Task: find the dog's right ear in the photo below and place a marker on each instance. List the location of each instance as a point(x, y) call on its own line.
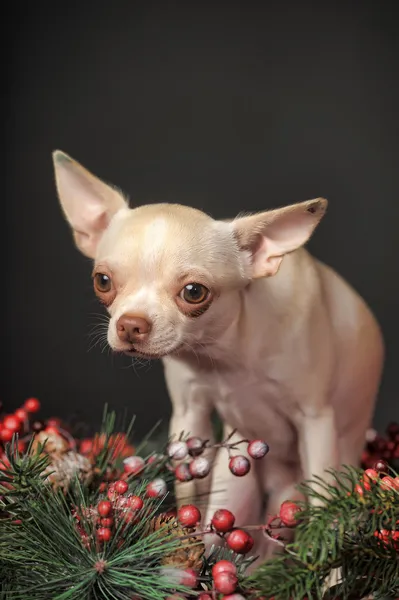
point(87, 202)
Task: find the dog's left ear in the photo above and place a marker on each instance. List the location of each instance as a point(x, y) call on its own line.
point(87, 202)
point(269, 235)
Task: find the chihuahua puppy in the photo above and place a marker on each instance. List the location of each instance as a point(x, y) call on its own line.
point(246, 322)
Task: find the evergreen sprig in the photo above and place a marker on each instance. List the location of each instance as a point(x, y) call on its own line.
point(46, 557)
point(337, 533)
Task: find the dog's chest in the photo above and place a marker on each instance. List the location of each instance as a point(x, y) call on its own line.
point(257, 407)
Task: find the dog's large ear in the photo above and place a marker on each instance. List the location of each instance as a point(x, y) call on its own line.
point(87, 202)
point(269, 235)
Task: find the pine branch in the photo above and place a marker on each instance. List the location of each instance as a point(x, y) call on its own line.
point(46, 555)
point(338, 533)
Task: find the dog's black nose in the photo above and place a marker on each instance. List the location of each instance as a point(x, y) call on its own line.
point(132, 329)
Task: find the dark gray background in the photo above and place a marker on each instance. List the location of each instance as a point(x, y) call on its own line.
point(223, 106)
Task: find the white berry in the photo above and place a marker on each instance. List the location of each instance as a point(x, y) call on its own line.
point(177, 450)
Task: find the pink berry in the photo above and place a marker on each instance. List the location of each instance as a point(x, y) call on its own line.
point(200, 467)
point(21, 414)
point(387, 483)
point(257, 449)
point(225, 582)
point(12, 423)
point(289, 513)
point(133, 465)
point(239, 465)
point(182, 472)
point(6, 435)
point(112, 493)
point(381, 466)
point(104, 534)
point(189, 578)
point(135, 502)
point(240, 541)
point(120, 486)
point(223, 565)
point(195, 446)
point(177, 450)
point(223, 520)
point(156, 488)
point(104, 508)
point(32, 405)
point(189, 515)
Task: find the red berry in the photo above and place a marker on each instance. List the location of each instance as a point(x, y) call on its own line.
point(381, 466)
point(189, 578)
point(257, 449)
point(6, 435)
point(225, 582)
point(200, 467)
point(12, 423)
point(289, 513)
point(239, 465)
point(222, 566)
point(177, 450)
point(21, 446)
point(369, 477)
point(32, 405)
point(182, 472)
point(21, 414)
point(359, 490)
point(195, 446)
point(112, 493)
point(387, 483)
point(86, 446)
point(240, 541)
point(133, 465)
point(104, 508)
point(223, 520)
point(52, 429)
point(104, 534)
point(153, 459)
point(189, 515)
point(135, 502)
point(53, 422)
point(156, 488)
point(120, 486)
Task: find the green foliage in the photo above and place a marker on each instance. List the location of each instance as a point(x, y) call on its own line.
point(336, 531)
point(45, 555)
point(42, 554)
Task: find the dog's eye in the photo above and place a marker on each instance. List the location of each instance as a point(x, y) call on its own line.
point(102, 283)
point(194, 293)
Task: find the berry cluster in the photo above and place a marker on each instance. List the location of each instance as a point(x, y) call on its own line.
point(193, 465)
point(377, 475)
point(384, 447)
point(110, 515)
point(221, 580)
point(18, 422)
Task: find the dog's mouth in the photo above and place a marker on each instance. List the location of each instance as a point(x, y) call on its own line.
point(133, 352)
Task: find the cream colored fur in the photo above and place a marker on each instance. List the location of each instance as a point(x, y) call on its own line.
point(287, 351)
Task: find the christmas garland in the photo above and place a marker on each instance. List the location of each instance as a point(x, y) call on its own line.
point(95, 519)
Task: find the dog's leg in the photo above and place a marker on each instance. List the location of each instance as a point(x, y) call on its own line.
point(281, 480)
point(243, 496)
point(318, 445)
point(194, 423)
point(192, 409)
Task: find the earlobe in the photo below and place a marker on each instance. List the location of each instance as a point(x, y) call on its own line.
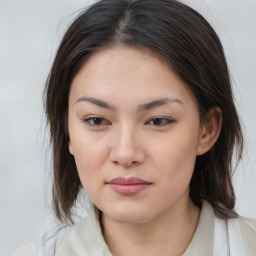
point(70, 148)
point(210, 131)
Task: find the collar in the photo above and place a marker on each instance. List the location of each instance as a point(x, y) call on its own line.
point(86, 237)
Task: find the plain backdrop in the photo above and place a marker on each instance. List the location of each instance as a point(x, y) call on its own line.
point(30, 31)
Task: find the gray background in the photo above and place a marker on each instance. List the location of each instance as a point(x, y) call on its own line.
point(30, 31)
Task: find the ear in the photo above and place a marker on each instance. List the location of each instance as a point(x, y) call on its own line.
point(70, 148)
point(210, 130)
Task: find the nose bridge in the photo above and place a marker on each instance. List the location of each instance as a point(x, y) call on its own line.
point(126, 148)
point(125, 140)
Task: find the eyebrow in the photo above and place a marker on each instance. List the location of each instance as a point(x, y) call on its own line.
point(97, 102)
point(143, 107)
point(157, 103)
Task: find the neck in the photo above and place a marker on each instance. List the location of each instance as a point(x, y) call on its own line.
point(171, 232)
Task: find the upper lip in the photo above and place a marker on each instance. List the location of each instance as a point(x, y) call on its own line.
point(131, 180)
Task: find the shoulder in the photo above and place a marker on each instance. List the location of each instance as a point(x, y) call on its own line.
point(248, 227)
point(26, 250)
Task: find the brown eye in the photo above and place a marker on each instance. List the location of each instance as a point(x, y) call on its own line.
point(95, 121)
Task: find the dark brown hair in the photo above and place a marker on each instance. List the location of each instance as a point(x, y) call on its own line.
point(188, 44)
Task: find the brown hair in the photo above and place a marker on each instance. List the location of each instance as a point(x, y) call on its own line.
point(190, 46)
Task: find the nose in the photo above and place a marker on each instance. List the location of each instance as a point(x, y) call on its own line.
point(126, 149)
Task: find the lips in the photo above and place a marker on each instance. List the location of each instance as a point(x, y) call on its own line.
point(130, 186)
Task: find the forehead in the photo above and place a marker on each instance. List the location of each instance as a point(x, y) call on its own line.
point(129, 72)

» **EXERCISE INSTRUCTIONS**: Output each record above word for word, leaving out images.

» **ANSWER FOR THE TASK**:
Task: find the dog's right ear in the photo below and place a marker on each instance. List the location of each instance as a point(x, y) call on its own line.
point(87, 202)
Task: find the dog's left ear in the photo above and place a marker on each instance. List the location of each instance as a point(x, y) call on its own line.
point(87, 202)
point(269, 235)
Task: find the chihuahua puppy in the photo above and place a marker on each instance. List the location of each instance as a point(x, y) call on its own line.
point(246, 322)
Task: find the evergreen sprig in the photo above and place a marker on each instance. List the location of each instance as a point(x, y) call on its own line.
point(46, 557)
point(337, 533)
Task: find the dog's chest in the photo above and place a marker on each instance. List the location of each instance as a point(x, y) call on its own line.
point(257, 407)
Task: find the dog's large ear in the photo above and place a marker on each instance. List the location of each instance as a point(x, y) call on its own line.
point(87, 202)
point(269, 235)
Task: find the pine branch in the photo above and place a marker on each instance. List the location of each instance as a point(x, y) call on its own line.
point(46, 555)
point(338, 533)
Task: find the dog's black nose in the photo above and place a marker on each instance. List the location of each instance as a point(x, y) call on its own line.
point(132, 329)
Task: find the dark gray background in the photo above and place a marker on each instance. List the location of each instance as a point(x, y) call on its own line.
point(223, 106)
Task: find the white berry in the photo above and place a marker on each instance. List the location of each instance as a point(x, y) call on its own line.
point(177, 450)
Task: find the pink berry in the photo above and place a marker on each instance. List the location of each instance as a point(x, y) call on its own line.
point(200, 467)
point(21, 414)
point(387, 483)
point(257, 449)
point(225, 582)
point(12, 423)
point(289, 513)
point(133, 465)
point(239, 465)
point(182, 472)
point(6, 435)
point(112, 493)
point(381, 466)
point(104, 534)
point(189, 578)
point(135, 502)
point(240, 541)
point(120, 486)
point(223, 565)
point(195, 446)
point(177, 450)
point(223, 520)
point(156, 488)
point(104, 508)
point(32, 405)
point(189, 515)
Task: find the red berry in the photo above and place a marker on each instance. List the location of each instance as a point(x, y) call on its own line.
point(381, 466)
point(189, 578)
point(257, 449)
point(6, 435)
point(225, 582)
point(200, 467)
point(12, 423)
point(289, 513)
point(239, 465)
point(222, 566)
point(177, 450)
point(21, 446)
point(369, 477)
point(32, 405)
point(182, 472)
point(21, 414)
point(359, 490)
point(195, 446)
point(112, 493)
point(387, 483)
point(86, 446)
point(240, 541)
point(133, 465)
point(104, 508)
point(223, 520)
point(52, 429)
point(104, 534)
point(153, 459)
point(189, 515)
point(135, 502)
point(53, 422)
point(156, 488)
point(120, 486)
Task: find the green foliage in the photo above and place a marker on each instance. List the location of each instance as a point(x, y) call on its own line.
point(336, 531)
point(45, 555)
point(42, 554)
Task: find the dog's eye in the photo above and place a marker on each instance. List the location of each instance as a point(x, y) call on its own line.
point(102, 283)
point(194, 293)
Task: find the berry cluster in the photo above and place a marker on each instance. List the location of each instance as a point(x, y) call on its own line.
point(193, 465)
point(377, 475)
point(384, 447)
point(110, 515)
point(221, 580)
point(18, 422)
Task: find the dog's mouth in the photo above and place a marker on each instance. List the location of each instance as a point(x, y) call on its own line.
point(133, 352)
Task: find the cream colored fur in the photo above and place a marker on each instance. List the location of each instance as a point(x, y) call on its own line.
point(287, 351)
Task: find the christmas garland in the photo above and place a marker on each instance. List the location of each instance as a point(x, y) call on its own line.
point(95, 519)
Task: find the dog's leg in the photo above and place a marker on each instance. List the location of each instance as a point(x, y) call on its own line.
point(281, 480)
point(243, 496)
point(318, 445)
point(194, 423)
point(192, 409)
Task: find the earlobe in the photo below and place a marker on each instance. List the location of each instance as a point(x, y) call on its own line.
point(70, 148)
point(210, 131)
Task: find the collar in the photo above and place a marker on each instance. List the location of each instance as a point(x, y) call on its own line.
point(86, 237)
Task: find the plain backdrop in the photo above and place a marker on each instance. List the location of each instance as a point(x, y) call on its own line.
point(30, 31)
Task: find the gray background in the photo above and place a marker on each instance. List the location of each instance as a point(x, y) call on its own line.
point(30, 31)
Task: find the ear in the photo above and place a marker on each instance. List the location of each instance as a point(x, y) call on its own line.
point(70, 148)
point(210, 130)
Task: find the nose bridge in the photo above and place a marker on each instance. List the location of each instance as a point(x, y) call on its own line.
point(126, 148)
point(125, 140)
Task: find the eyebrow in the photo above and place a marker on each instance. List the location of each instance as a point(x, y) call on its own line.
point(97, 102)
point(143, 107)
point(157, 103)
Task: find the neck in the photo above and place a marker on each instance. List the location of each instance as a point(x, y) call on its own line.
point(171, 232)
Task: find the upper lip in the photo above and place a marker on each instance. List the location of each instance as a point(x, y) call on its own line.
point(131, 180)
Task: find the shoulder in the photo above and place a marker on each instance. List the location of each instance as a point(x, y) call on its own line.
point(248, 227)
point(26, 250)
Task: find the brown eye in the photo above and place a marker on each instance. List the location of each instance as a point(x, y) call on its own line.
point(95, 121)
Task: find the dark brown hair in the photo above and place a marker on each instance. List the location of each instance as a point(x, y) call on its own line.
point(188, 44)
Task: find the brown hair in the photo above and place a marker on each instance. List the location of each instance as a point(x, y) call on its own line.
point(190, 46)
Task: find the nose in the photo above and place a marker on each instance. List the location of each instance as a point(x, y) call on its own line.
point(126, 149)
Task: find the lips in the photo above and place a marker on each instance. List the location of each instance as a point(x, y) call on its own line.
point(130, 186)
Task: find the forehead in the photo above and place a marker on each instance. List the location of each instance as a point(x, y) call on its own line.
point(129, 72)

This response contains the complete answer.